Aim: Extract every line of the material below that contains the string "floor", and list those lines in their original order.

── Given entries ──

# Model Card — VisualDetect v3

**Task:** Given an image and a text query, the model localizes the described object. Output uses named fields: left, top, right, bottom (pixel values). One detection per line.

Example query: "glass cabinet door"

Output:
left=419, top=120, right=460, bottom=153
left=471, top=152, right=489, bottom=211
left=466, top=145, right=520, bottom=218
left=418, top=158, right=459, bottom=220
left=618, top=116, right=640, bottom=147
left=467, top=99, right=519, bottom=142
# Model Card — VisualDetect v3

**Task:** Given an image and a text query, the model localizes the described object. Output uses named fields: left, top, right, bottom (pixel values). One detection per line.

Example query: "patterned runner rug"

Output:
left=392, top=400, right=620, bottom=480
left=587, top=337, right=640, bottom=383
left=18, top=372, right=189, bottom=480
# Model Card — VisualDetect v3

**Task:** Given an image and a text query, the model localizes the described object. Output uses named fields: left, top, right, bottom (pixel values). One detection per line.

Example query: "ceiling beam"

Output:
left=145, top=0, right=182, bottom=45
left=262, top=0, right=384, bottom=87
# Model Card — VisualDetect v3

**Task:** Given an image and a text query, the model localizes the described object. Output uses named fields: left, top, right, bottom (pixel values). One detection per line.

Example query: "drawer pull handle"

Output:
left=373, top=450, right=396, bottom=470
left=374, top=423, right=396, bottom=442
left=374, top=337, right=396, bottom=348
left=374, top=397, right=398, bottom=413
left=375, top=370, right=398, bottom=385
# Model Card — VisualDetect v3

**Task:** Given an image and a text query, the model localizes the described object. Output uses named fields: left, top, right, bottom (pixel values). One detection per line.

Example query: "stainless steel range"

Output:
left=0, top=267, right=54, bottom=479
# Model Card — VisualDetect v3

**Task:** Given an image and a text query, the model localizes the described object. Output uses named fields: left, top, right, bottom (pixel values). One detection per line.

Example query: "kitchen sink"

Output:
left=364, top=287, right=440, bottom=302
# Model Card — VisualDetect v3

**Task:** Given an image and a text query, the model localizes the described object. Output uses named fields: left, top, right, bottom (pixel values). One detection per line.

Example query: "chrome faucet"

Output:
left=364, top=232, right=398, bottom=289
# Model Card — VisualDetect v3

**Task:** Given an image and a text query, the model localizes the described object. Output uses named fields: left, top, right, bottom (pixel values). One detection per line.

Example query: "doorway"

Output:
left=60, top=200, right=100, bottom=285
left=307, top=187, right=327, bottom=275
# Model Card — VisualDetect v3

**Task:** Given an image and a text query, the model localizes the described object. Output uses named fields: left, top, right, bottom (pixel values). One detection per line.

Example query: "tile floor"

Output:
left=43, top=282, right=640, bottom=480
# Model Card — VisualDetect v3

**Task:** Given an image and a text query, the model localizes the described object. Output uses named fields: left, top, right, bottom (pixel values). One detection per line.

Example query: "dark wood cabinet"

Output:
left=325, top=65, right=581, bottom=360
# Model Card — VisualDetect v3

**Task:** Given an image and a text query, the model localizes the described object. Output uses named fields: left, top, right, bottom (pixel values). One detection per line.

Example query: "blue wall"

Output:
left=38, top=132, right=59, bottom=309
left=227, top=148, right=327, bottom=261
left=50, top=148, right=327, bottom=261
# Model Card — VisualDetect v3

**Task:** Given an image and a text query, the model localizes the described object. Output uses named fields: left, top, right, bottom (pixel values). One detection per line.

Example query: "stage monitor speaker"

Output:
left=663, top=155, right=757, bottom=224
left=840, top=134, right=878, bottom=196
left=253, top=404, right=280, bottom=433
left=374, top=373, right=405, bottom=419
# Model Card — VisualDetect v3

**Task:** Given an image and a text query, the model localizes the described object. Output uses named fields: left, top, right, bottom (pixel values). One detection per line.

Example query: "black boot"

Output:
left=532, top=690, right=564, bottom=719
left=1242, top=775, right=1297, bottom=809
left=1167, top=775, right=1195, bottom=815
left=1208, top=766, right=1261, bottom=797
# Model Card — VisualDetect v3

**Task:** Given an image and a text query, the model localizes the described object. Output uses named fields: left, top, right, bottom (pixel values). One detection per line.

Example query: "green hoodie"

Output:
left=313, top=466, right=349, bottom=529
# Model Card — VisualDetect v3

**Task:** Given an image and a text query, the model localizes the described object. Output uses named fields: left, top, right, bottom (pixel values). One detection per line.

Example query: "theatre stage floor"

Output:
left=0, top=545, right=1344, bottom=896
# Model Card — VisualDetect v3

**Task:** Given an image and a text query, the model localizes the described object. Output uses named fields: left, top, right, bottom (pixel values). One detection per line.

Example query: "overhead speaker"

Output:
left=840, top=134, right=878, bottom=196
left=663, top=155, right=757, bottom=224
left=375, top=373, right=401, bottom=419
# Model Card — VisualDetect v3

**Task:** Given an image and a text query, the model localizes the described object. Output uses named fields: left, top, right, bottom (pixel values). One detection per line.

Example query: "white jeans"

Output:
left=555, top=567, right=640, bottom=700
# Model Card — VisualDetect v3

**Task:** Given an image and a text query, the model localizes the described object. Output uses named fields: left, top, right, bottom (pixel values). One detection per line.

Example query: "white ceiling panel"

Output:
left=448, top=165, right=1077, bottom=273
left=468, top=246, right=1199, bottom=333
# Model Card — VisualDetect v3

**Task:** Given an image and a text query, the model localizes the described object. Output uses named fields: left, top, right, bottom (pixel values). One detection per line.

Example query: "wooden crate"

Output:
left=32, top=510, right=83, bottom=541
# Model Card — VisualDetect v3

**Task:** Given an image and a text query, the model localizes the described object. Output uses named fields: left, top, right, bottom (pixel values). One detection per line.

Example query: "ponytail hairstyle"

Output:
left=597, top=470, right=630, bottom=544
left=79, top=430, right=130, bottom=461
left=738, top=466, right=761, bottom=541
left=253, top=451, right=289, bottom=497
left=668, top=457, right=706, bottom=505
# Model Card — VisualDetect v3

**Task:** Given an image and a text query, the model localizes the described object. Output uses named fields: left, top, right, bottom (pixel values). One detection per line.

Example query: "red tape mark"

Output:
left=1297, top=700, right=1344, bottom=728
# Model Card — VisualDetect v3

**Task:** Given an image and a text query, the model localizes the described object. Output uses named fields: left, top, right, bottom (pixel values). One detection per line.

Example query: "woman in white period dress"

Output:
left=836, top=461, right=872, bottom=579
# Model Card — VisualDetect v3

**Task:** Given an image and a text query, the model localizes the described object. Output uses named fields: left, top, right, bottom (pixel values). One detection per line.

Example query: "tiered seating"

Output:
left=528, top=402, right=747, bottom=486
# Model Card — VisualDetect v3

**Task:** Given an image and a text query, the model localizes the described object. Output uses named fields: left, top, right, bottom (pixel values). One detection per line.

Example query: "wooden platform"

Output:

───

Exercise output:
Example query: "tile floor"
Example query: "theatre stage floor"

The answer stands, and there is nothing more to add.